AUSGEWÄHLTER TEXT:
_ _ _ _ _ _ _

Wie sehr Cybersicherheit und der Schutz Kritischer Infrastrukturen in unserer digitalisierten Welt jeden einzelnen betrifft, haben diese Woche im Bundestag Vertreter der Koalition wie der Opposition mit drastischen Beispielen deutlich gemacht. So malte Bengt Bergt (SPD) am Mittwoch die Folgen eines Cyberangriffs auf die Energieinfrastruktur aus: "Wenn kein Strom fließt, gehen die Lichter aus, und wenn kein Gas fließt, wird es kalt, und in der Produktion stehen die Bänder still". Und Wasser gebe es bei einer Cyberattacke auf den Strom auch nicht mehr , warnte er. Silke Launert (CSU) sprach von einem "Horrorszenario", wenn kein Wasser zur Verfügung steht, "Abwasser nicht abtransportiert wird, der Strom nicht funktioniert, man keine Lebensmittel einkaufen kann". Das sei indes nicht nur ein Horrorszenario, fügte sie hinzu, sondern eine reale Bedrohung, die sich seit dem Angriff Russlands auf die Ukraine noch massiv verstärkt habe.

_ _ _ _ _ _ _

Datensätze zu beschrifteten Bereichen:
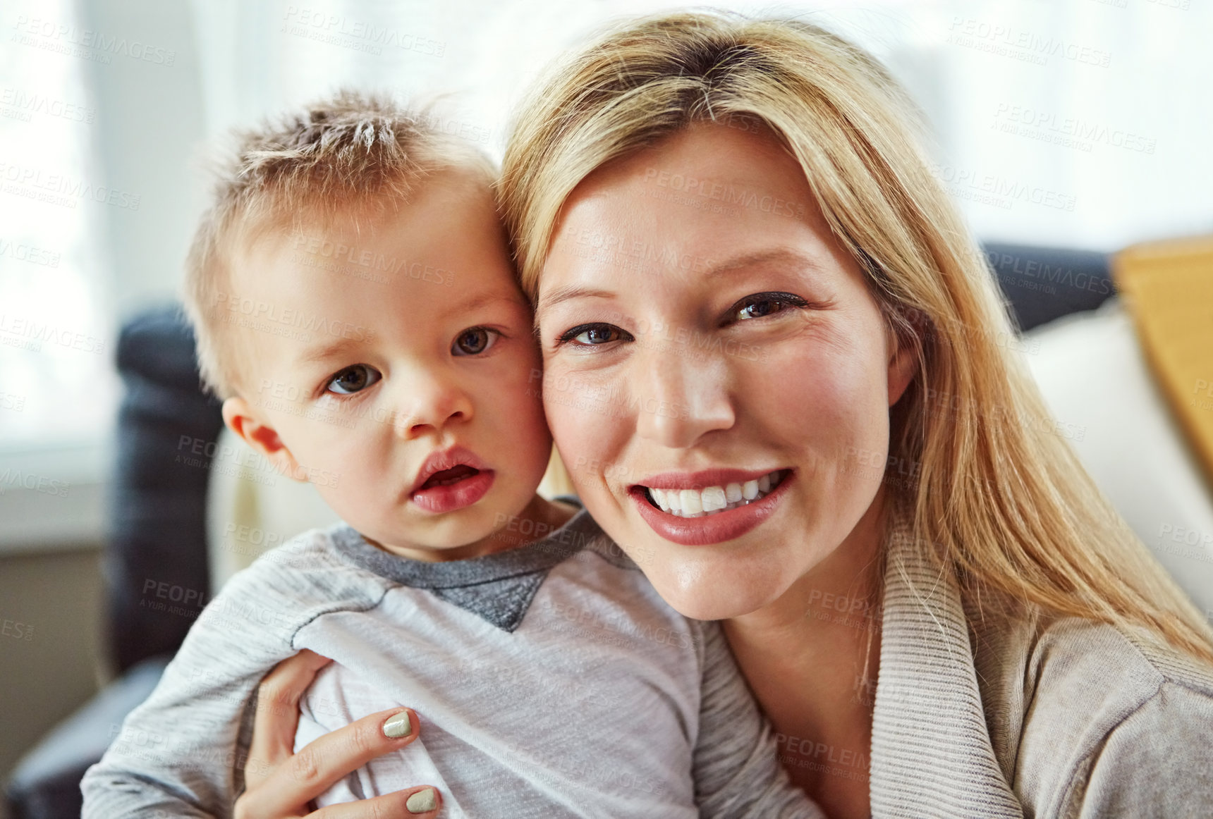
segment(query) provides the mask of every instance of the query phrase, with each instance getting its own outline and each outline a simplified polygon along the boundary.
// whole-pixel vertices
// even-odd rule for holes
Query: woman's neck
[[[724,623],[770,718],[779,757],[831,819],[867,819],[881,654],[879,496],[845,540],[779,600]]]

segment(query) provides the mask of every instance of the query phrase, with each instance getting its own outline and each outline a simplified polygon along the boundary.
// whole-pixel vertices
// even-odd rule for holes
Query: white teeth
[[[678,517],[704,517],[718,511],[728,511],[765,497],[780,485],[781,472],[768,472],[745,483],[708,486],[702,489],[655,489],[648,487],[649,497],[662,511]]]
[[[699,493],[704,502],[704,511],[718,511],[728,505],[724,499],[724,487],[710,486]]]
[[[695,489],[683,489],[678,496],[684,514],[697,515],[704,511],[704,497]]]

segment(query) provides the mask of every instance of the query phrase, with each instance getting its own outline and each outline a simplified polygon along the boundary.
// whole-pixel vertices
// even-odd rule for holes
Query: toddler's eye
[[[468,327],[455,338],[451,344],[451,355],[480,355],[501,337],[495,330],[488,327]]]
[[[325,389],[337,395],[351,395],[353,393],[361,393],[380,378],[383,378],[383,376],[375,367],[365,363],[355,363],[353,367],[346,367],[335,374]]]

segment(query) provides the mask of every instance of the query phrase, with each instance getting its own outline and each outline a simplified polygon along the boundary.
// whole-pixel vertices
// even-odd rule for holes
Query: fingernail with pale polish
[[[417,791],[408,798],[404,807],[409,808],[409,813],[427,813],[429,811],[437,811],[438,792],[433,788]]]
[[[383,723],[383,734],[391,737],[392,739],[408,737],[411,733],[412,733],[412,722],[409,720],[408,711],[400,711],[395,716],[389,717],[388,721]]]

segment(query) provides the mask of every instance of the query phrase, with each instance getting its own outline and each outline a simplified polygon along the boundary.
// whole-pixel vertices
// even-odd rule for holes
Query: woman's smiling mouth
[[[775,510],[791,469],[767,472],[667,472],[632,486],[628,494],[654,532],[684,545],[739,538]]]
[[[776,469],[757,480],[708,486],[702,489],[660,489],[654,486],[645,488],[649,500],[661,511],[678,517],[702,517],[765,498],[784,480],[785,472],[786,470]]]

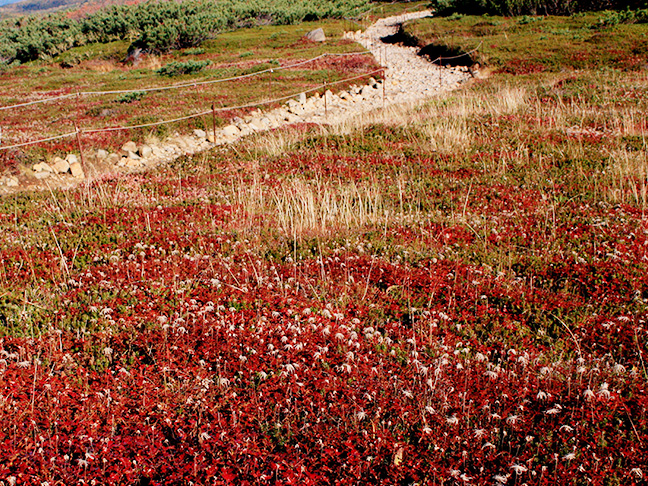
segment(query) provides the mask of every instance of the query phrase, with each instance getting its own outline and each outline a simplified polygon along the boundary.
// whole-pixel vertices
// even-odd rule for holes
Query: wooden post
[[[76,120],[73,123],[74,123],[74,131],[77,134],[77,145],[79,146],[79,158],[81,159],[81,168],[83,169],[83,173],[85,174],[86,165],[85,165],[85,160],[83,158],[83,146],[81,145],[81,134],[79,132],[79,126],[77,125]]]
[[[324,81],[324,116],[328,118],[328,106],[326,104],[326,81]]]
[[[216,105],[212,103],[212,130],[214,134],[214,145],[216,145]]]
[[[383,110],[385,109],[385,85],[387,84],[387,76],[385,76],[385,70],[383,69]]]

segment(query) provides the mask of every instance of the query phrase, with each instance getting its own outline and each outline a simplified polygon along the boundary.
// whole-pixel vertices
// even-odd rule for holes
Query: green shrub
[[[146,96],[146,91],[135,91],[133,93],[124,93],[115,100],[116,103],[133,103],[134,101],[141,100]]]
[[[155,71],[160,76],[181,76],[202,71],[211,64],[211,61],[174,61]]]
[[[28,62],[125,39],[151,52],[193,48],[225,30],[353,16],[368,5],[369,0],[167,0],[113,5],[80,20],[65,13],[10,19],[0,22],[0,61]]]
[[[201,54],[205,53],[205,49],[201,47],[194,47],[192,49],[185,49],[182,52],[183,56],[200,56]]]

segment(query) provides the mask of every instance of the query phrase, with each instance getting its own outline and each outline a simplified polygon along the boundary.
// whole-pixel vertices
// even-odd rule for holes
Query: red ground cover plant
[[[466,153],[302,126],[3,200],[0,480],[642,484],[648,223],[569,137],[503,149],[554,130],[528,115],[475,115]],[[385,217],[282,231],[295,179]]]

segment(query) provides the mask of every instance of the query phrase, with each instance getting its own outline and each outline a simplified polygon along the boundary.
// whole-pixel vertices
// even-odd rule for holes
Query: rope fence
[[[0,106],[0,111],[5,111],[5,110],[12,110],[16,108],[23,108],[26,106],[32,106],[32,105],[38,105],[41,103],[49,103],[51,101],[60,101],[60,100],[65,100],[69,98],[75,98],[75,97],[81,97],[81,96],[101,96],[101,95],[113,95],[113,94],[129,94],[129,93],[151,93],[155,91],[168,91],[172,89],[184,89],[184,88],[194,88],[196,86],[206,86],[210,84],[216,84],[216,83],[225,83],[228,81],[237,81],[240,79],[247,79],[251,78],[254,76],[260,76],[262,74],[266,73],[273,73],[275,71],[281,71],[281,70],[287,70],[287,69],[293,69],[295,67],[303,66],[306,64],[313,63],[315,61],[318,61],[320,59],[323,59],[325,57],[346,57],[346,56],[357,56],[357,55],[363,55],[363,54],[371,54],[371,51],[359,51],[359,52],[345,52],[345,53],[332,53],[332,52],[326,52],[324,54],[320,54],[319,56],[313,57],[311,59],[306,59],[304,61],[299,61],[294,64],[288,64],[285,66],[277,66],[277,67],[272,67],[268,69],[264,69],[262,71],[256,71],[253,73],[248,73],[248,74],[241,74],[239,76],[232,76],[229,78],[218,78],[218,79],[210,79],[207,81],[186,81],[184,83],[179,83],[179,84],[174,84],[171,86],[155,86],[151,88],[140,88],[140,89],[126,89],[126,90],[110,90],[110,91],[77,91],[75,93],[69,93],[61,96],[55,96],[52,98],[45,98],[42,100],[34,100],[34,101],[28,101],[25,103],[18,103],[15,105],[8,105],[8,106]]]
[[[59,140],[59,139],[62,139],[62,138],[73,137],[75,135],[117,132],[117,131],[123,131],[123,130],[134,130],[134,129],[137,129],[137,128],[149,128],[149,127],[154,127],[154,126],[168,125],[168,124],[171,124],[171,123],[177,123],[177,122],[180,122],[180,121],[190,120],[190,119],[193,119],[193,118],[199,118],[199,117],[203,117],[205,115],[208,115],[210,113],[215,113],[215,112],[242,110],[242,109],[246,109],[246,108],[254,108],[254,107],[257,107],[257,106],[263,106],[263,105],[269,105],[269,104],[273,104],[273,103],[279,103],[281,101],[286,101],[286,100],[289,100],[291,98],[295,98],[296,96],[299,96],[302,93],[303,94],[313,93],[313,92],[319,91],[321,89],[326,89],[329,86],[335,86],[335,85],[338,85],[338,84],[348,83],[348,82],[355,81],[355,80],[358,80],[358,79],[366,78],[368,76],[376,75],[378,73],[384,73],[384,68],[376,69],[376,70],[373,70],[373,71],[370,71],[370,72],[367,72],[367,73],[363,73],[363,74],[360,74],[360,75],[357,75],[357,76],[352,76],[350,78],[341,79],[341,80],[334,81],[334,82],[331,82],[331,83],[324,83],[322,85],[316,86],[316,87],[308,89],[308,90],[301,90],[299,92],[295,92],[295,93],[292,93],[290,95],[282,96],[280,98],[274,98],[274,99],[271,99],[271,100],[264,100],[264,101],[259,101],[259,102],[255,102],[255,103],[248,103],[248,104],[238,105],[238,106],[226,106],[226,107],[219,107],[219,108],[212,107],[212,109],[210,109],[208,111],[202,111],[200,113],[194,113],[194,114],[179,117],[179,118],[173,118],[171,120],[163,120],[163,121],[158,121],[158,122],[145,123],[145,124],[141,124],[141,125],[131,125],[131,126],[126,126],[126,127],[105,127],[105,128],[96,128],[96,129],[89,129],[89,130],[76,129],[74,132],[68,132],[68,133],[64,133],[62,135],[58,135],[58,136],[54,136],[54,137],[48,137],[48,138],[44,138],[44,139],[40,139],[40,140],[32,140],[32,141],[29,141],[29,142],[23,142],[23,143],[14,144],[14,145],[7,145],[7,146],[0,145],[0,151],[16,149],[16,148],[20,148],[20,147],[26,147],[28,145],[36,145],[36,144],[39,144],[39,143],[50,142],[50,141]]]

_ _ _ _ _ _ _

DEINE AUFGABE:
Beantworte die folgenden Fragen zum Text über Cybersicherheit oben:
1. Welcher Partei gehört Bengt Bergt an?
2. An welchem Wochentag schilderte er die Folgen eines Cyberangriffs auf die Energieinfrastruktur?
3. Seit welchem Ereignis hat sich die Bedrohung laut Silke Launert massiv verstärkt?

LÖSUNG:
1. Der SPD.
2. Am Mittwoch.
3. Seit dem Angriff Russlands auf die Ukraine.